Extracted records
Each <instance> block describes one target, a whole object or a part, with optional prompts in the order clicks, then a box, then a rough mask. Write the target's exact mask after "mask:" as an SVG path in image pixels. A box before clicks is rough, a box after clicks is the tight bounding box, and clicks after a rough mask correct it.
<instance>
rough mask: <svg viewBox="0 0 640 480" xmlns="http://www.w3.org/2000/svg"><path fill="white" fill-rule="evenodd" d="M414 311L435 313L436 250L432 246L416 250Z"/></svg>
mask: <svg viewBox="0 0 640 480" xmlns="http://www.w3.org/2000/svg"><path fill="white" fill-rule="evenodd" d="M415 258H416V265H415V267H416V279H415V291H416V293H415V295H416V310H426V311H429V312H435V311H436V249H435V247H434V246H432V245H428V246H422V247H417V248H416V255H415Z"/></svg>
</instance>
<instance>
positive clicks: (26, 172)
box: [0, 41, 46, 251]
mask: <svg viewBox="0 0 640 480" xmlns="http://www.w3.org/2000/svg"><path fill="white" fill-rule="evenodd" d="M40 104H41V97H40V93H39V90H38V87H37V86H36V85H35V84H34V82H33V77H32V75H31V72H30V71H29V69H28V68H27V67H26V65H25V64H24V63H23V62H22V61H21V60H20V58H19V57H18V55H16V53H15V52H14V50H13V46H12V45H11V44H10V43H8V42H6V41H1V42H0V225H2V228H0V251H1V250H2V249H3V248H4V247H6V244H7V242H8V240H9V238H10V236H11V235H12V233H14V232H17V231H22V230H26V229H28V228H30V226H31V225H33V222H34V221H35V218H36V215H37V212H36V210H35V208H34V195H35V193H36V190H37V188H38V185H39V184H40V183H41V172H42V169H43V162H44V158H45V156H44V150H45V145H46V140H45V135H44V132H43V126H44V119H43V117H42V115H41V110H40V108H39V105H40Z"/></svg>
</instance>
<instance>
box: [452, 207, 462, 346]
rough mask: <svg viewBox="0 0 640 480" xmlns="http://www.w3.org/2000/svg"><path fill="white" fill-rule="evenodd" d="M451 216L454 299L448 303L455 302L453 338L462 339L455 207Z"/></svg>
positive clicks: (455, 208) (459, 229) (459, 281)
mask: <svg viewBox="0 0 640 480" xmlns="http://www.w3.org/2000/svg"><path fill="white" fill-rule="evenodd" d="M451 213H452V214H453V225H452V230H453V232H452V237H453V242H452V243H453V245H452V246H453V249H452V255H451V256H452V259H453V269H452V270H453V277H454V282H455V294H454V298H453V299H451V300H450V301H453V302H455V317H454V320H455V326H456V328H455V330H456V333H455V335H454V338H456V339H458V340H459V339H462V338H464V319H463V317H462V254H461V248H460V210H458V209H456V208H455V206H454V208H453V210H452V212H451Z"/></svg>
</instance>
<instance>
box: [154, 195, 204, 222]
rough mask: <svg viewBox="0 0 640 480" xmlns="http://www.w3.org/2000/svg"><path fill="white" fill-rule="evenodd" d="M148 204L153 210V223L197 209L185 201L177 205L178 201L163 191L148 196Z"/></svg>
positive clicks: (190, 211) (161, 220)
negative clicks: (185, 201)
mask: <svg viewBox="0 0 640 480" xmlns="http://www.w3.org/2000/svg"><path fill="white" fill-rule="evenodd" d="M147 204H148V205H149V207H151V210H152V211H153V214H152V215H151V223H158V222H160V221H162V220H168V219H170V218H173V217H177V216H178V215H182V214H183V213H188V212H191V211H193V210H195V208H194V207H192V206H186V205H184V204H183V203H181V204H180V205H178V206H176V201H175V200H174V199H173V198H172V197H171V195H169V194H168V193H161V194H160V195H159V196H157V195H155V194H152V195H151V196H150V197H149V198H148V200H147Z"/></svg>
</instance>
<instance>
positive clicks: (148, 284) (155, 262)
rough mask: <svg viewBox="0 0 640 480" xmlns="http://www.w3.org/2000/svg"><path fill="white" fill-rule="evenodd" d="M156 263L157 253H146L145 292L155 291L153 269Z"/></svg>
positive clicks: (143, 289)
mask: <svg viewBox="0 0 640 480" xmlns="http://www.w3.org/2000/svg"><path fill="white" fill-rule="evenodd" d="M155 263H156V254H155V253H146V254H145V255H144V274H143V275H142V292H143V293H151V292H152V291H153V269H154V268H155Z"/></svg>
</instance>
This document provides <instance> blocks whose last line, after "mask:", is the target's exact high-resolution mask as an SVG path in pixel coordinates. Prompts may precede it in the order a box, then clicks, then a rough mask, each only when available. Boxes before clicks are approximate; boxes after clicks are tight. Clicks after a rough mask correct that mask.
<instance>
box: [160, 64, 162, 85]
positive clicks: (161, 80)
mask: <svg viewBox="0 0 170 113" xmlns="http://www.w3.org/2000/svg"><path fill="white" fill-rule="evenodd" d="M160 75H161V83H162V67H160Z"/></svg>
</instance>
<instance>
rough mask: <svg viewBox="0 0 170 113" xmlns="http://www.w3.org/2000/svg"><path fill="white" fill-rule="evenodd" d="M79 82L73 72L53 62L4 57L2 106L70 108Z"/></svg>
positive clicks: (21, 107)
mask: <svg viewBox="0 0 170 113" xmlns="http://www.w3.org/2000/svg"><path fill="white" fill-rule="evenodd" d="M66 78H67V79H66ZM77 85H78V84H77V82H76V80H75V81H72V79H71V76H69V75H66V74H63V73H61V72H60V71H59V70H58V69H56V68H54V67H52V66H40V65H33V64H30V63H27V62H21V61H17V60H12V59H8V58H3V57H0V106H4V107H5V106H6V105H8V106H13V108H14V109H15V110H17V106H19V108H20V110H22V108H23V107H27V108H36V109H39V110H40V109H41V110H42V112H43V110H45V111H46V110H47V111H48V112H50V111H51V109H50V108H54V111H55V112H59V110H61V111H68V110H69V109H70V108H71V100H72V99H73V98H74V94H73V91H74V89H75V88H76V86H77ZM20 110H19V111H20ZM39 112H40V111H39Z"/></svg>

# Directions for this task
The answer must be an exact transcription of every record above.

# Written response
Each <instance> block describes one target, a whole object or a part, with optional prompts in the order clicks, then a box, then a rough mask. Write the target's exact mask after "mask:" as an SVG path in image pixels. A box before clicks is rough, a box after clicks is the tight bounding box, and clicks after a rough mask correct it.
<instance>
rough mask: <svg viewBox="0 0 640 480" xmlns="http://www.w3.org/2000/svg"><path fill="white" fill-rule="evenodd" d="M414 311L435 313L436 250L432 246L416 250Z"/></svg>
mask: <svg viewBox="0 0 640 480" xmlns="http://www.w3.org/2000/svg"><path fill="white" fill-rule="evenodd" d="M415 258H416V265H415V267H416V279H415V291H416V293H415V295H416V310H426V311H429V312H435V311H436V249H435V247H434V246H432V245H428V246H422V247H417V248H416V255H415Z"/></svg>
</instance>
<instance>
positive clicks: (26, 172)
box: [0, 41, 46, 251]
mask: <svg viewBox="0 0 640 480" xmlns="http://www.w3.org/2000/svg"><path fill="white" fill-rule="evenodd" d="M40 104H41V97H40V93H39V90H38V87H37V86H36V85H35V84H34V82H33V77H32V75H31V72H30V71H29V69H28V68H27V67H26V65H25V64H24V63H23V62H22V61H21V60H20V58H19V57H18V55H16V53H15V52H14V50H13V46H12V45H11V44H10V43H8V42H6V41H1V42H0V225H2V228H0V251H1V250H2V249H3V248H4V247H6V244H7V242H8V240H9V238H10V236H11V235H12V233H14V232H17V231H22V230H26V229H28V228H30V226H31V225H33V222H34V221H35V218H36V215H37V212H36V210H35V208H34V195H35V193H36V190H37V188H38V185H39V184H40V183H41V172H42V169H43V162H44V158H45V156H44V150H45V145H46V140H45V135H44V132H43V126H44V119H43V117H42V115H41V110H40V108H39V105H40Z"/></svg>
</instance>
<instance>
box: [452, 207, 462, 346]
rough mask: <svg viewBox="0 0 640 480" xmlns="http://www.w3.org/2000/svg"><path fill="white" fill-rule="evenodd" d="M451 216L454 299L448 303L455 302L453 338L462 339L455 207Z"/></svg>
positive clicks: (455, 208) (459, 229) (459, 281)
mask: <svg viewBox="0 0 640 480" xmlns="http://www.w3.org/2000/svg"><path fill="white" fill-rule="evenodd" d="M451 213H452V214H453V225H452V230H453V232H452V237H453V242H452V243H453V245H452V246H453V249H452V255H451V256H452V259H453V269H452V270H453V277H454V282H455V294H454V298H453V299H451V300H450V301H453V302H455V317H454V320H455V326H456V328H455V330H456V333H455V335H454V338H456V339H458V340H459V339H462V338H464V319H463V317H462V254H461V248H460V210H458V209H456V208H455V206H454V208H453V210H452V212H451Z"/></svg>
</instance>
<instance>
box: [154, 195, 204, 222]
rough mask: <svg viewBox="0 0 640 480" xmlns="http://www.w3.org/2000/svg"><path fill="white" fill-rule="evenodd" d="M148 204L153 210V223L197 209L185 201L177 205L178 201L163 191L148 196Z"/></svg>
positive clicks: (190, 211) (161, 220)
negative clicks: (185, 201)
mask: <svg viewBox="0 0 640 480" xmlns="http://www.w3.org/2000/svg"><path fill="white" fill-rule="evenodd" d="M147 204H148V205H149V207H151V210H152V211H153V214H152V215H151V223H158V222H160V221H162V220H168V219H170V218H173V217H177V216H178V215H182V214H183V213H188V212H191V211H193V210H195V208H194V207H192V206H186V205H184V204H183V203H181V204H180V205H178V206H176V201H175V200H174V199H173V198H172V197H171V195H169V194H168V193H161V194H160V195H159V196H157V195H155V194H152V195H151V196H150V197H149V198H148V200H147Z"/></svg>
</instance>
<instance>
positive clicks: (148, 284) (155, 262)
rough mask: <svg viewBox="0 0 640 480" xmlns="http://www.w3.org/2000/svg"><path fill="white" fill-rule="evenodd" d="M156 263L157 253H146L145 292L155 291L153 269Z"/></svg>
positive clicks: (143, 289)
mask: <svg viewBox="0 0 640 480" xmlns="http://www.w3.org/2000/svg"><path fill="white" fill-rule="evenodd" d="M155 263H156V254H155V253H146V254H145V255H144V274H143V275H142V292H143V293H151V292H152V291H153V269H154V268H155Z"/></svg>
</instance>
This document provides <instance> blocks whose last line, after "mask:", is the target's exact high-resolution mask as an SVG path in pixel coordinates. Prompts may precede it in the order a box, then clicks, then a rough mask, each only when available. Boxes before clicks are approximate; boxes after clicks are tight. Clicks after a rough mask correct that mask.
<instance>
box: [160, 64, 162, 85]
positive clicks: (161, 80)
mask: <svg viewBox="0 0 170 113" xmlns="http://www.w3.org/2000/svg"><path fill="white" fill-rule="evenodd" d="M160 75H161V83H162V67H160Z"/></svg>
</instance>
<instance>
rough mask: <svg viewBox="0 0 170 113" xmlns="http://www.w3.org/2000/svg"><path fill="white" fill-rule="evenodd" d="M79 82L73 72L53 62L4 57L2 106L70 108Z"/></svg>
positive clicks: (21, 107)
mask: <svg viewBox="0 0 170 113" xmlns="http://www.w3.org/2000/svg"><path fill="white" fill-rule="evenodd" d="M66 78H67V79H66ZM77 85H78V84H77V82H76V80H75V81H72V79H71V76H69V75H66V74H63V73H61V72H60V71H59V70H58V69H56V68H54V67H52V66H40V65H33V64H30V63H27V62H21V61H17V60H12V59H8V58H3V57H0V106H4V107H5V106H6V105H8V106H13V108H14V109H15V110H17V106H19V108H20V110H22V108H23V107H27V108H36V109H39V110H40V109H41V110H42V112H43V110H45V111H46V110H47V111H48V112H50V111H51V109H50V108H54V111H55V112H59V110H61V111H68V110H69V109H70V108H71V100H72V99H73V98H74V94H73V91H74V89H75V88H76V86H77ZM20 110H19V111H20ZM39 112H40V111H39Z"/></svg>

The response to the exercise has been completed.